**Data lines**.
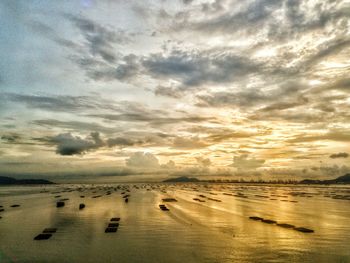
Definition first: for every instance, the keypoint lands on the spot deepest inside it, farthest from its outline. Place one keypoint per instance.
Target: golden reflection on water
(215, 229)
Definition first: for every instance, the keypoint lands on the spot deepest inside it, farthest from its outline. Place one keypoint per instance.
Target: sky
(146, 90)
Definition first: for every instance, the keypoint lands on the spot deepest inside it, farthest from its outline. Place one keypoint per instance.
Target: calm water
(192, 231)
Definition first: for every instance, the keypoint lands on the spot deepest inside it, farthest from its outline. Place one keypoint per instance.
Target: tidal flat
(165, 222)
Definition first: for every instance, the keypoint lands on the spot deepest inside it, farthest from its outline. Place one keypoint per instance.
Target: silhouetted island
(4, 180)
(181, 179)
(345, 179)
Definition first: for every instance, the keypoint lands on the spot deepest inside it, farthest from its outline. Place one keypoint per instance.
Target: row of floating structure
(284, 225)
(112, 225)
(46, 234)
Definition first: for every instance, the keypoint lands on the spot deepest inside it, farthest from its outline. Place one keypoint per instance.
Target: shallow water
(191, 231)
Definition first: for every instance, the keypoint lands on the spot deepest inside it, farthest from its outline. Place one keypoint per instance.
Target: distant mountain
(12, 181)
(345, 179)
(182, 179)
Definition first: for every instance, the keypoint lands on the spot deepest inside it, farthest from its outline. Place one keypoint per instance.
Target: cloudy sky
(222, 88)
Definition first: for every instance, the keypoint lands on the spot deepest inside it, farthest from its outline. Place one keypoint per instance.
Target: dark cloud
(10, 138)
(171, 92)
(100, 40)
(243, 162)
(67, 144)
(120, 141)
(339, 155)
(75, 125)
(332, 135)
(196, 69)
(189, 143)
(142, 160)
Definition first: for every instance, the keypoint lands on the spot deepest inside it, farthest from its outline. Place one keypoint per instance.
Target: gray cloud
(142, 160)
(67, 144)
(100, 40)
(243, 162)
(332, 135)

**Aim of the task**.
Collect every line in the lines above that contains the word "water", matching case exactly.

**Completed exercise**.
Target: golden reflection on water
Target: calm water
Target: shallow water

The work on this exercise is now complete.